WHAT TO DO:
1. In the letter to Rowley, when is the writer due to serve on a jury at the Old Bailey?
2. Translate this sentence from the letter to Rowley into French: "There’s a jolly good reason why murder sells literature."
3. Extend the letter to Rowley, starting right after its final sentence and keeping the same voice.

And Then There Were None. January 2015.

Dear Rowley,

Who knew January was the rainy season in London? Every day since Christmas, London has been bathed in a miasma of mist, gloom and sleet: perfect weather for a hanging at Holloway. Speaking of capital punishment, did I tell you I’ve been called for jury service at the Old Bailey towards the end of February? I’d only been saying last year to a dear friend of mine called to be one of twelve good men and true that I’d never been asked.

Cases at the Bailey do tend to be exceptional and I have to say I am rather looking forward to being a juror at such a historic London landmark. Ruth Ellis was convicted of murder at the Old Bailey as was Dr Crippen, the Yorkshire Ripper and Ronnie Kray who complained to the judge that he should have been taking tea with Judy Garland (?!) The traitorous Lord Haw-Haw – a Brit who recorded Nazi propaganda on the radio – was convicted at the Bailey while Liberal Party head Jeremy Thorpe was acquitted of plotting to murder his gay lover.

So I do have high hopes for the cases I might be asked to hear presuming there is no reason I am deemed inadmissible as a juror. My experiences of the Old Bailey extend only to Jarndyce & Jaundice in Dickens’s Bleak House, Marlene and Charles Laughton in Dame Agatha Christie’s Witness for the Prosecution and Rumpole of the Bailey. Crime is so terribly fascinating, don’t you find?

There’s a jolly good reason why murder sells literature. I did find it amusing when  the Parisian procuress Madame Claude was eulogised late last year. The lady had famously said, ‘only two things sell: Sex and food. I cannot cook’. I would add crime to Madame Claude’s list. Forget writing about Savile Row suits, what the people want is murder: the bluer the better.

INFORMATION SUPPLIED:
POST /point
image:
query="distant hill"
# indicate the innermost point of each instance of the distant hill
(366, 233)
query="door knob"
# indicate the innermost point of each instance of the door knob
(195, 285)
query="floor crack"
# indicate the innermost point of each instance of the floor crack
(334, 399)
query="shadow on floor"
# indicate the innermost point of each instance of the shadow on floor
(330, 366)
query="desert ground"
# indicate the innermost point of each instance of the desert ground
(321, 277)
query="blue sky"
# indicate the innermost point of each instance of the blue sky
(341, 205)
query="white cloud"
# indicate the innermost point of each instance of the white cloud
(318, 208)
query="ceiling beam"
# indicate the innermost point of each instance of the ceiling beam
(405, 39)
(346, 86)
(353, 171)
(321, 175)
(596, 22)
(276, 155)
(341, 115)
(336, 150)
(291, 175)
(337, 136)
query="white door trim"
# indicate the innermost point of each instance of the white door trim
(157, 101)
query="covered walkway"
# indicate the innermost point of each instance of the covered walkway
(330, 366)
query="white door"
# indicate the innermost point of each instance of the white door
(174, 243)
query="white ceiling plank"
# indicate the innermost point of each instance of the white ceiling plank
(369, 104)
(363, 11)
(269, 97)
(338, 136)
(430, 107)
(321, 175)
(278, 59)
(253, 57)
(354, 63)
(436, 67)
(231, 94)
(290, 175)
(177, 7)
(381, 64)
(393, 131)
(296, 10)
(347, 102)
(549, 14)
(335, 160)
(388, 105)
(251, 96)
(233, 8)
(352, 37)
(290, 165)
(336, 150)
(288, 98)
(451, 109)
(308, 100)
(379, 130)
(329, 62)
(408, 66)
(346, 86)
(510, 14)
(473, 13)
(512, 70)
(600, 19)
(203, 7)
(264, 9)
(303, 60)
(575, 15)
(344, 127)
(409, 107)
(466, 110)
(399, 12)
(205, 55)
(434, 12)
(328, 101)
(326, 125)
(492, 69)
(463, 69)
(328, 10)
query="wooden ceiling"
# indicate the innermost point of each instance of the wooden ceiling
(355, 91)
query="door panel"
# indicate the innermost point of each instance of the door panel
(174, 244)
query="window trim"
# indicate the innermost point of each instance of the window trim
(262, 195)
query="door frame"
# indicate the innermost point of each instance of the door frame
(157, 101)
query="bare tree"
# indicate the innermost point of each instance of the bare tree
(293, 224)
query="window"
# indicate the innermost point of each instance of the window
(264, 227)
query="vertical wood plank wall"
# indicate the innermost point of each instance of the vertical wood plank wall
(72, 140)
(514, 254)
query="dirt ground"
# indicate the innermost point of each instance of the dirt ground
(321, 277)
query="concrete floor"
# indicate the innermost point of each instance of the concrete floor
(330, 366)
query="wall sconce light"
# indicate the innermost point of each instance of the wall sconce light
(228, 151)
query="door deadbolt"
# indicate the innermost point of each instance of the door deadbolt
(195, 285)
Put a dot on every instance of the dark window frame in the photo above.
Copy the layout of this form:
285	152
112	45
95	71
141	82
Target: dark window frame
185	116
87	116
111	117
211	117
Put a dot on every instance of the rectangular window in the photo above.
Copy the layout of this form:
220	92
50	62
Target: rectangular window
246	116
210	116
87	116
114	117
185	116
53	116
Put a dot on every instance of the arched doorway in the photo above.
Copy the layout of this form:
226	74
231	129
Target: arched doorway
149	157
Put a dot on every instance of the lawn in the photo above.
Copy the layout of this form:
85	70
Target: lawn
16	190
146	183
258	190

...

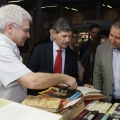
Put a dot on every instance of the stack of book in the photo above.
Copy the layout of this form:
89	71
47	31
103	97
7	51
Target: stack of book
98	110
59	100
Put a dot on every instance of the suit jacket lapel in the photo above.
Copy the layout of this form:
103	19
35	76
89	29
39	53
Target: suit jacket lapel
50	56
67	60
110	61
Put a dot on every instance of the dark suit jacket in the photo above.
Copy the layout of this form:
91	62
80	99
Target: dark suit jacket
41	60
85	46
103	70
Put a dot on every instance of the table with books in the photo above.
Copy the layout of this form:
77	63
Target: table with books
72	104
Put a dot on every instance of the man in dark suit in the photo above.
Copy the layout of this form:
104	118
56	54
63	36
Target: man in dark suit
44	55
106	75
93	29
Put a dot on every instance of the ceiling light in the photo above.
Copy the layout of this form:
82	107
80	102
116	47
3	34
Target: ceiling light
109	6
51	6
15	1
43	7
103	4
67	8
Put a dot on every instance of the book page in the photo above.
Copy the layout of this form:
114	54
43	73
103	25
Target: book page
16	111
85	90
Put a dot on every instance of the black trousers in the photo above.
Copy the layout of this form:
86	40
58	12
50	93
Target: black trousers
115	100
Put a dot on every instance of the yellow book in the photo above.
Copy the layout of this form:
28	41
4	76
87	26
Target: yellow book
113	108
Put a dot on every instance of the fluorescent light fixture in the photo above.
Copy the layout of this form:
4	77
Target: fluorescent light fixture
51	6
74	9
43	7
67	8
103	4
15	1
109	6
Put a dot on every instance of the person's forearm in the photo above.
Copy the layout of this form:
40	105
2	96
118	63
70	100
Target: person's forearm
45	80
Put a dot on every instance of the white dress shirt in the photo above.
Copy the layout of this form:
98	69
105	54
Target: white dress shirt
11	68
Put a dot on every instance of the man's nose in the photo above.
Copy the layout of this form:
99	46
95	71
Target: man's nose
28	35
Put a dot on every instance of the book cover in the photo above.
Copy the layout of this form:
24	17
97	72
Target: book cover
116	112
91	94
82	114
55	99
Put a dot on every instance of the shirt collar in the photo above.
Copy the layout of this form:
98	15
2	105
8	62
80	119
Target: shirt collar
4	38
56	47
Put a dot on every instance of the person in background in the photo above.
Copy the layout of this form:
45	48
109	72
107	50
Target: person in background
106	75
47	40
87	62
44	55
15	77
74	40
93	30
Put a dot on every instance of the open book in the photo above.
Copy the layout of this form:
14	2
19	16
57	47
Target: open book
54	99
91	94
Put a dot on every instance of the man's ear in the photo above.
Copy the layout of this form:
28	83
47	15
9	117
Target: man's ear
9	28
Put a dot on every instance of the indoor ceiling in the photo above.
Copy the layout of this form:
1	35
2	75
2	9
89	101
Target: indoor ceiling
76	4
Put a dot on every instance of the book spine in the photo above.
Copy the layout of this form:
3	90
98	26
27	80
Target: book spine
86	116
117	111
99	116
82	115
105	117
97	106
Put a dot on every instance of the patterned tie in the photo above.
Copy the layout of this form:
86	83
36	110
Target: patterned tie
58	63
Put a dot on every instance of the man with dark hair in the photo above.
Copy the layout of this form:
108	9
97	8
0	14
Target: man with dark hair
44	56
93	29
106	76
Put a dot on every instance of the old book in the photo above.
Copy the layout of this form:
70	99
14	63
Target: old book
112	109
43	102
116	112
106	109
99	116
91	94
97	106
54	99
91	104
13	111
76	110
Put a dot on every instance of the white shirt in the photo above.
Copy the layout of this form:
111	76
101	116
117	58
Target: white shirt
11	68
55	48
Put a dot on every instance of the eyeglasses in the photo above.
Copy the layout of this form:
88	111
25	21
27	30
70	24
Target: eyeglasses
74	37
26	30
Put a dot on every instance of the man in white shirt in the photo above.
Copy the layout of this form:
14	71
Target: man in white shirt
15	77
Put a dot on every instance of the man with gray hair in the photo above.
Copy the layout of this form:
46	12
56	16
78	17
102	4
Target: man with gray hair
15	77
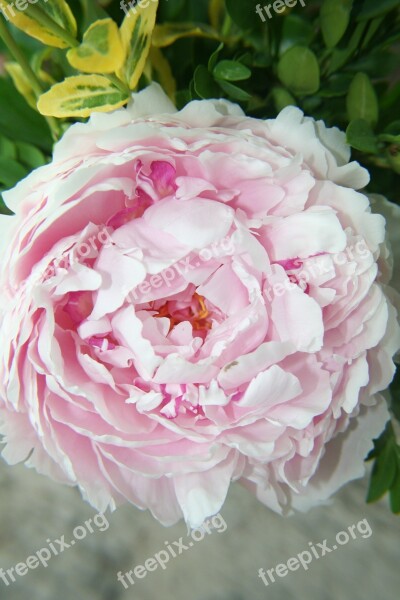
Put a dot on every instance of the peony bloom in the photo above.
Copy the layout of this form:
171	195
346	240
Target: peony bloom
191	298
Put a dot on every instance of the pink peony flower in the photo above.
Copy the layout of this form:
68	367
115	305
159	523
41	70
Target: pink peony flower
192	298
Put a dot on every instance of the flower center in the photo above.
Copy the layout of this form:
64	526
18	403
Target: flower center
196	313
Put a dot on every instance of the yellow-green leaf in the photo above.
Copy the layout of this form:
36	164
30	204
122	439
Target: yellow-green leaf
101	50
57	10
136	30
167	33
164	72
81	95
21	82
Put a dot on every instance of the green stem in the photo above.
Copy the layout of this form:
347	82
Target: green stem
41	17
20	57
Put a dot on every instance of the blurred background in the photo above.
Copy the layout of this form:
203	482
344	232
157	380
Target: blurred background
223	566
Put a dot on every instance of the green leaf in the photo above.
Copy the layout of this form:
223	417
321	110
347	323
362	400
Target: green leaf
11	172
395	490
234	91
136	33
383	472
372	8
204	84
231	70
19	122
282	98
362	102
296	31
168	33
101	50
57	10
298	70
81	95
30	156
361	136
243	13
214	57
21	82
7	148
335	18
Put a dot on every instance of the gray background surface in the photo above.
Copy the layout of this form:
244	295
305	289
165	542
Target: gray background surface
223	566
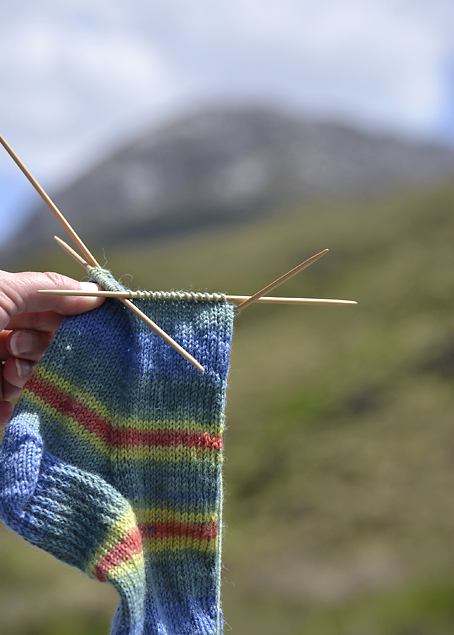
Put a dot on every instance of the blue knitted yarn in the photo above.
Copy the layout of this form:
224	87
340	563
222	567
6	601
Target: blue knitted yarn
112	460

--

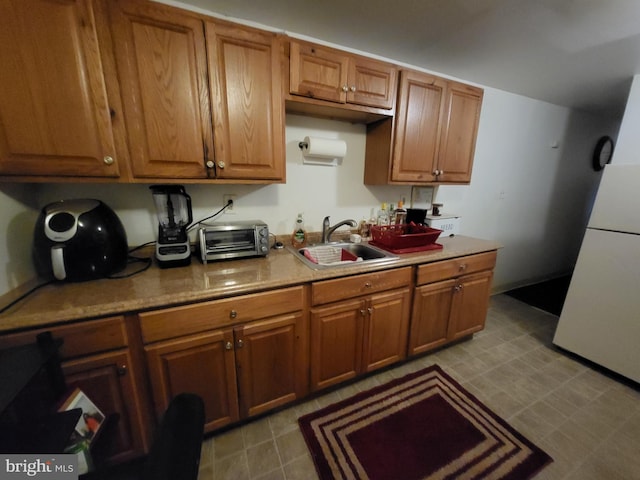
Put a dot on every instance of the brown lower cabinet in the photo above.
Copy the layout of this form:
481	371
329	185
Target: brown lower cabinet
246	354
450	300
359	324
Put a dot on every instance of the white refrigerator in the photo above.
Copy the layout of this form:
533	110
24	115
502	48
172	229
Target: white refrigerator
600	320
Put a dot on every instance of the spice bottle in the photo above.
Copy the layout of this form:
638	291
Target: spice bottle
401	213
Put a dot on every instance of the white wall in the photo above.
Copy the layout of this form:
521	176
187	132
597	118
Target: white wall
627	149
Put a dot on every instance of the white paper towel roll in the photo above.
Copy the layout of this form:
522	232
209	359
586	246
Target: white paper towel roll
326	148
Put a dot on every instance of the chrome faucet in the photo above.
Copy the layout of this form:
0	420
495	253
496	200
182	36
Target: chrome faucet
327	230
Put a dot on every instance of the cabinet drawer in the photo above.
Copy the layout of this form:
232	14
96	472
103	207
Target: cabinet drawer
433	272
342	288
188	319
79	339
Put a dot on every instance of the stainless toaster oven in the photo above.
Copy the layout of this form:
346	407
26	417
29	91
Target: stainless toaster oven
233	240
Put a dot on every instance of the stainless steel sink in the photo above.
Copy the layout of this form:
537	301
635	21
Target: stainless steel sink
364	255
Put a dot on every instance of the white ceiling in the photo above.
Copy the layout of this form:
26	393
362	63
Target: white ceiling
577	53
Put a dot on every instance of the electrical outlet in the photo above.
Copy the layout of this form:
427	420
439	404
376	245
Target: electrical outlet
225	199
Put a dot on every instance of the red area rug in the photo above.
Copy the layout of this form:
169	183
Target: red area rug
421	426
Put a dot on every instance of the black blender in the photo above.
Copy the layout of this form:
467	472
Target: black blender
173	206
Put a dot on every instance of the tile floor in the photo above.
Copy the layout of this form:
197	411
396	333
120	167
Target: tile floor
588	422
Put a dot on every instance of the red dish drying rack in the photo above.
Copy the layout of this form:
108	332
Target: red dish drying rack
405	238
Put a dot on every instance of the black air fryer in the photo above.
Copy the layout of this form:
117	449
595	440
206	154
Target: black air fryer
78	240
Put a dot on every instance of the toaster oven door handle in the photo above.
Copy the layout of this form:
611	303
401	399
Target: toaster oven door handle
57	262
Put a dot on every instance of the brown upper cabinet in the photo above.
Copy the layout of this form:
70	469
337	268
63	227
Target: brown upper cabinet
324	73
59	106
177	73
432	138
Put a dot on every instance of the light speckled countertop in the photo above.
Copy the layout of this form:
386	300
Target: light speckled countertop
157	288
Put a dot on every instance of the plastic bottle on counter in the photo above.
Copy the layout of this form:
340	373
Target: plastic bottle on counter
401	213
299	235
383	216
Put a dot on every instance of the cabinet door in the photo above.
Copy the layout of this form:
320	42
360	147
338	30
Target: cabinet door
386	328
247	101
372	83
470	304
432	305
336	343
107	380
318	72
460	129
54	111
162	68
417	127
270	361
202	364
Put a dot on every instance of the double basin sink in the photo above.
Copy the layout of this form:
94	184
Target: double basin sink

ANSWERS BELOW:
1. Towards the end of February.

2. Il y a une très bonne raison pour laquelle le meurtre fait vendre la littérature.

3.
Apropos blue murder, my champion hands down on Christmas telly was the BBC adaptation of Dame Agatha’s most popular novel And Then There Were None. The story is perhaps Dame Agatha’s most complex plot: ten people with no ostensible connection are invited to a house party on a bleak island by a mysterious host and hostess. At dinner on the first night, a vinyl record is played accusing each of murder.

One by one, the accused are killed following the lines of a ditty first titled Ten Little Niggers, then Ten Little Indians and – as of 2015 - Ten Little Soldiers. It becomes clear that one of the guests is the avenging host and the stranded house party descends into paranoia and abject terror. The BBC adaptation was already controversial before the first of three episodes was aired. Some bright spark leaked details of certain updates written by Sarah Phelps that might not be to Dame Agatha’s taste.

Well, I have to say the casting and production values of this last of many adaptions made the 2015 And Then There Were None one of the most thrilling interpretations of Dame Agatha’s most celebrated book. The anchor for the entire three-parter was Maeve Dermody playing dour school mistress Vera Claythorne. Dour she might have appeared but Dermody found a dozen gear shifts in her performance that led to a horrifying denouement about her alleged part in a child murder.

I couldn’t help but think about Emily Blunt watching Maeve Dermody showing such incredibly sensitive acting chops. Much has been made of Aiden Turner’s topless turn as mercenary Philip Lombard but, frankly, the topless scene was his least sensual moment in the series. Turner’s character is an amoral, predatory beast and I for one believed every second of his performance.

Every secluded, murderous house party needs creepy servants and Anna Maxwell Martin as the shady, shaky Ethel Rogers was in perfect harmony with her Struwwelpeter of a husband Thomas as played by Noah Taylor. I like a pretty boy actor who can play nasty and Douglas Booth did not disappoint as playboy Philip Lombard who allegedly mowed down two children in his sports car.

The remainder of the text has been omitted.